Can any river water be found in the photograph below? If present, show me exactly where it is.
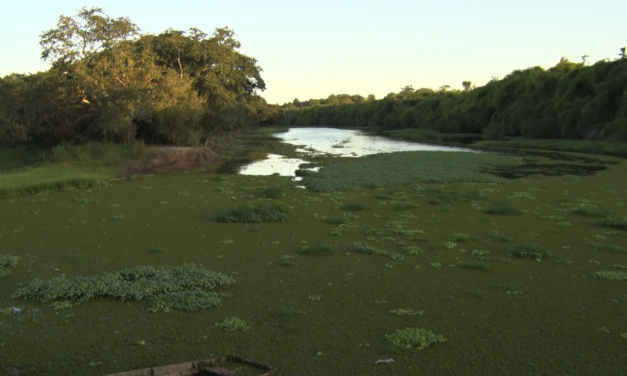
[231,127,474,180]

====

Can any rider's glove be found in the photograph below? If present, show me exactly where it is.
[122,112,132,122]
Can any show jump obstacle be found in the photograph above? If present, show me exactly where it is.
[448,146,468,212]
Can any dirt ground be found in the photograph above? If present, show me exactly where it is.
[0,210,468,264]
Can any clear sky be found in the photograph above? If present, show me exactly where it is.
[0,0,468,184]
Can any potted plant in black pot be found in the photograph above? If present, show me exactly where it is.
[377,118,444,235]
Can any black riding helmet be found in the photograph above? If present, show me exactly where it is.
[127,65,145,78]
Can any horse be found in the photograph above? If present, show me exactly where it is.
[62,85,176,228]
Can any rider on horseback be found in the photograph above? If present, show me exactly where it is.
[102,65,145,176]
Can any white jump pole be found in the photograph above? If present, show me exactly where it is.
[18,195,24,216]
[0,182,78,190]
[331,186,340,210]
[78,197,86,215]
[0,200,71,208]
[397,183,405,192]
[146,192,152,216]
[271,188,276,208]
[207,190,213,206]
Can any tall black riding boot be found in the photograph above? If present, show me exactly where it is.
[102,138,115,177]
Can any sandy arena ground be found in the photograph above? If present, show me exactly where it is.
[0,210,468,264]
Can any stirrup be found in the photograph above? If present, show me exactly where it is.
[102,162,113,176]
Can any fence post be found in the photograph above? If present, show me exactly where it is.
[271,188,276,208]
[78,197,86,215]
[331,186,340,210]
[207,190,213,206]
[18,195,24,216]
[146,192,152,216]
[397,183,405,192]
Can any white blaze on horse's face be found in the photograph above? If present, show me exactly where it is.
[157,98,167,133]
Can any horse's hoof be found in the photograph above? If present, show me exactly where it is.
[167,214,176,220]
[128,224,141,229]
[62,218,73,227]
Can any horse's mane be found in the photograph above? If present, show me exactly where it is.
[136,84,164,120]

====

Repeat the records word for word, beginning with the line that contains "Can any horse's mane" and continuing through the line that contains "[136,84,164,120]", both ends included.

Can any horse's mane be found in the photograph above? If present, show me exactly where it is.
[136,84,164,120]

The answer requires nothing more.